-- What you are asked to do --
Give every line of the records below as a JSON list of strings, one string per line, with blank lines skipped and the pictures left out.

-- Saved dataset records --
⁂
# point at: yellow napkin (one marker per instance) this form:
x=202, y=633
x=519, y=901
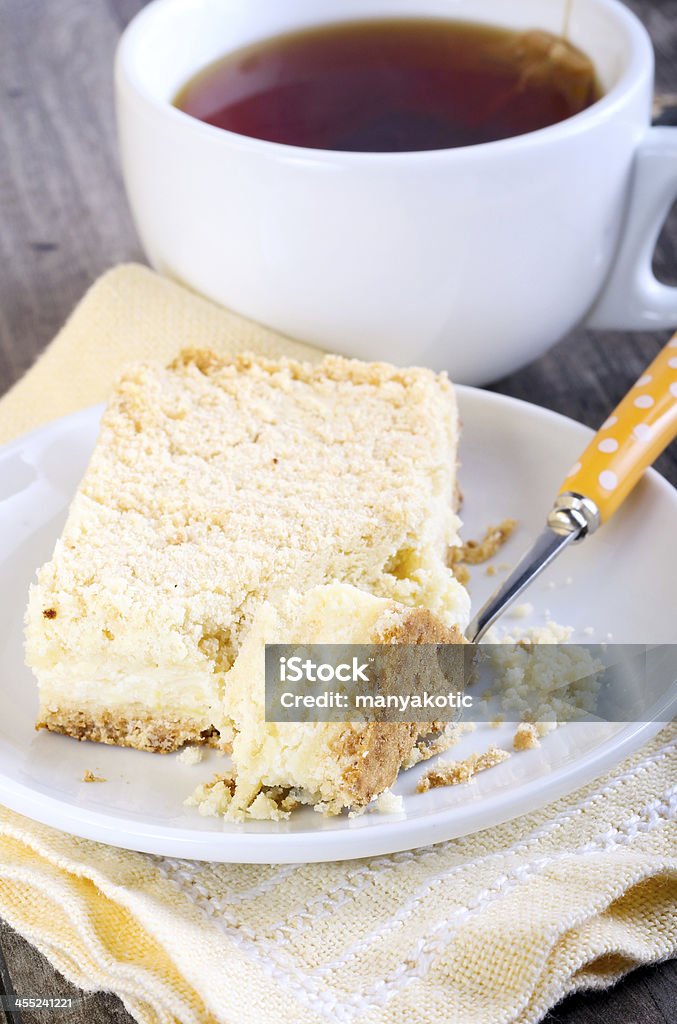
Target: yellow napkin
x=493, y=928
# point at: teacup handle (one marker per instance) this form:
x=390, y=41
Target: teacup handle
x=633, y=298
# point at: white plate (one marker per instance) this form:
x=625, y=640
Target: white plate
x=623, y=582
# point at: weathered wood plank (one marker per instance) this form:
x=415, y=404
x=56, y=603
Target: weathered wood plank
x=32, y=975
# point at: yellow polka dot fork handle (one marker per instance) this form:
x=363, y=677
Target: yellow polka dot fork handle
x=633, y=436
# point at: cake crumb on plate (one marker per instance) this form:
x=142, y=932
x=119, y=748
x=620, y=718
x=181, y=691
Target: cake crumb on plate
x=456, y=772
x=191, y=756
x=526, y=737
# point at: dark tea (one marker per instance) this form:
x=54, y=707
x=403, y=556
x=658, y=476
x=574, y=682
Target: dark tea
x=393, y=86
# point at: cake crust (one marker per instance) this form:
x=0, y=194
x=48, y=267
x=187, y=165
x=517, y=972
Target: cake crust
x=142, y=731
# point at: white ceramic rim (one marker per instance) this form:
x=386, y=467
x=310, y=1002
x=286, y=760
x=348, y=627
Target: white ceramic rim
x=641, y=58
x=390, y=837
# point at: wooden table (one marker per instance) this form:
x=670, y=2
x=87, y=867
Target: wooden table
x=65, y=220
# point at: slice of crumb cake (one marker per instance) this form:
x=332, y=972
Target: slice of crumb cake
x=217, y=485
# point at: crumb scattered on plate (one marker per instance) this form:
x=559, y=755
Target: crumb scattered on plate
x=474, y=552
x=526, y=737
x=191, y=756
x=388, y=803
x=456, y=772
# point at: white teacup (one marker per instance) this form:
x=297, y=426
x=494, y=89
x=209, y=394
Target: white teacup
x=472, y=259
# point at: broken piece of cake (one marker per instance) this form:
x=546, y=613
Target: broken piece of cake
x=229, y=503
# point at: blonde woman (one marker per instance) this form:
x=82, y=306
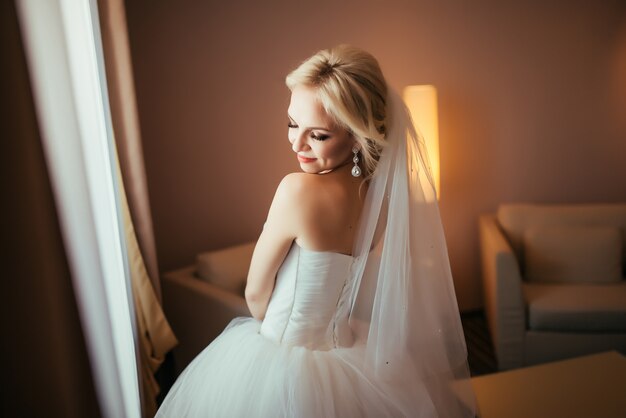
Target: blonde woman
x=354, y=312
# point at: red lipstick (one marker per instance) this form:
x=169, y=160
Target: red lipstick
x=305, y=159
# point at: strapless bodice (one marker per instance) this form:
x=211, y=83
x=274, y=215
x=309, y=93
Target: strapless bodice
x=303, y=307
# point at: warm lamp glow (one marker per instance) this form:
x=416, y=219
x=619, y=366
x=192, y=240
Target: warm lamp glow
x=422, y=104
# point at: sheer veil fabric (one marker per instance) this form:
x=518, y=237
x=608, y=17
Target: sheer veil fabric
x=402, y=304
x=374, y=334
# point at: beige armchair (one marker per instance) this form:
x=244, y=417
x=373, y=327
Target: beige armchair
x=553, y=281
x=201, y=299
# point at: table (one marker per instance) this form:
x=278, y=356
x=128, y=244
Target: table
x=592, y=386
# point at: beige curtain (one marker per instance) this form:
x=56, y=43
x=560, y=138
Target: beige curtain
x=155, y=335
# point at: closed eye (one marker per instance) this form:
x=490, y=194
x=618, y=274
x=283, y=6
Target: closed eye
x=319, y=137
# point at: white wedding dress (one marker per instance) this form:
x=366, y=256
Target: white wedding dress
x=373, y=335
x=289, y=365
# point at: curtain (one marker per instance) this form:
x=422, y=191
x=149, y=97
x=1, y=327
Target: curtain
x=155, y=335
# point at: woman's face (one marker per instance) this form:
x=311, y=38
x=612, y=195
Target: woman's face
x=319, y=143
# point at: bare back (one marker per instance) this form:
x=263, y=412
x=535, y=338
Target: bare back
x=330, y=208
⁂
-- Task result --
[
  "# point at: yellow napkin (one marker per instance) this form:",
  "x=202, y=633",
  "x=519, y=901",
  "Target: yellow napkin",
  "x=493, y=928",
  "# point at: teacup handle (one marker per instance) this form:",
  "x=390, y=41",
  "Target: teacup handle",
  "x=633, y=298",
  "# point at: white plate (one marker per instance) this form:",
  "x=625, y=640",
  "Target: white plate",
  "x=623, y=582",
  "# point at: weathered wood plank (one marker per instance) this form:",
  "x=415, y=404",
  "x=56, y=603",
  "Target: weathered wood plank",
  "x=32, y=975",
  "# point at: yellow polka dot fork handle (one marker per instance) this form:",
  "x=363, y=677",
  "Target: yellow polka dot fork handle",
  "x=633, y=436",
  "# point at: cake crumb on plate (one marker per instance) this form:",
  "x=142, y=932",
  "x=119, y=748",
  "x=620, y=718",
  "x=181, y=691",
  "Target: cake crumb on plate",
  "x=456, y=772",
  "x=191, y=756",
  "x=526, y=737",
  "# point at: dark tea (one marker per instance) this form:",
  "x=54, y=707",
  "x=403, y=556",
  "x=658, y=476",
  "x=574, y=682",
  "Target: dark tea",
  "x=393, y=86",
  "# point at: cake crust (one marker per instance) this form:",
  "x=0, y=194",
  "x=48, y=267",
  "x=187, y=165",
  "x=517, y=972",
  "Target: cake crust",
  "x=142, y=731",
  "# point at: white ceramic rim (one marker per instance) this form:",
  "x=386, y=467",
  "x=310, y=1002",
  "x=286, y=760",
  "x=348, y=627",
  "Target: white ceramic rim",
  "x=641, y=58",
  "x=390, y=837",
  "# point at: wooden table (one marker per instance) this form:",
  "x=670, y=2",
  "x=87, y=867",
  "Target: wooden table",
  "x=65, y=220",
  "# point at: slice of crumb cake (one marker per instance) this form:",
  "x=332, y=972",
  "Target: slice of crumb cake",
  "x=217, y=485",
  "# point at: crumb scattered on plate (one marker per instance) this form:",
  "x=559, y=755",
  "Target: crumb scattered on plate",
  "x=474, y=552",
  "x=526, y=737",
  "x=191, y=756",
  "x=388, y=803",
  "x=456, y=772",
  "# point at: white teacup (one marker per instance) this form:",
  "x=297, y=426",
  "x=494, y=89",
  "x=209, y=394",
  "Target: white teacup",
  "x=472, y=259",
  "# point at: broken piece of cake (one marker per instance) this form:",
  "x=546, y=613",
  "Target: broken piece of cake",
  "x=229, y=503",
  "# point at: blonde woman (one marker per instance) this form:",
  "x=82, y=306",
  "Target: blonde woman",
  "x=354, y=312",
  "# point at: red lipstick (one marker per instance) this form:",
  "x=169, y=160",
  "Target: red lipstick",
  "x=305, y=159",
  "# point at: strapless bodice (one marker per instance) this form:",
  "x=211, y=83",
  "x=274, y=215",
  "x=309, y=93",
  "Target: strapless bodice",
  "x=303, y=307",
  "# point at: warm lamp glow (one marker per instance) this form:",
  "x=416, y=219",
  "x=619, y=366",
  "x=192, y=240",
  "Target: warm lamp glow",
  "x=422, y=104",
  "# point at: sheer veil fabric (one marker per instance) this form:",
  "x=518, y=237",
  "x=608, y=17",
  "Target: sheer veil fabric",
  "x=402, y=304",
  "x=374, y=334",
  "# point at: beige armchair (one marker per instance) this form:",
  "x=244, y=417",
  "x=373, y=327",
  "Target: beige armchair",
  "x=553, y=281",
  "x=201, y=299",
  "# point at: table (one marker per instance) this form:",
  "x=278, y=356",
  "x=128, y=244",
  "Target: table",
  "x=592, y=386",
  "# point at: beige curtain (one marker per instance) this form:",
  "x=56, y=43",
  "x=560, y=138",
  "Target: beige curtain",
  "x=155, y=335",
  "# point at: closed eye (one marker per instance) this form:",
  "x=490, y=194",
  "x=618, y=274",
  "x=283, y=6",
  "Target: closed eye",
  "x=319, y=137",
  "# point at: white wedding dress (one marker per instance) this form:",
  "x=366, y=256",
  "Target: white wedding dress",
  "x=373, y=335",
  "x=289, y=365",
  "# point at: curtain (one marker per instance) this form:",
  "x=422, y=191",
  "x=149, y=97",
  "x=1, y=327",
  "Target: curtain",
  "x=155, y=335",
  "# point at: woman's face (one marker per instance) this form:",
  "x=311, y=38",
  "x=612, y=195",
  "Target: woman's face",
  "x=319, y=143",
  "# point at: bare back (one marker per instance) this form:",
  "x=263, y=412",
  "x=535, y=338",
  "Target: bare back",
  "x=330, y=208"
]